::: Material for this task

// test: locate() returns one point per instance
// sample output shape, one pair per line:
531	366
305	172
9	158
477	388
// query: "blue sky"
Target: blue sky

::::::

--- Task ---
Reproduce all of the lines above character for character, keeping their order.

--- Solution to the problem ---
// test: locate() returns one point per instance
// sample output shape, one pair per line:
531	366
305	172
9	158
477	388
// query: "blue sky"
Target: blue sky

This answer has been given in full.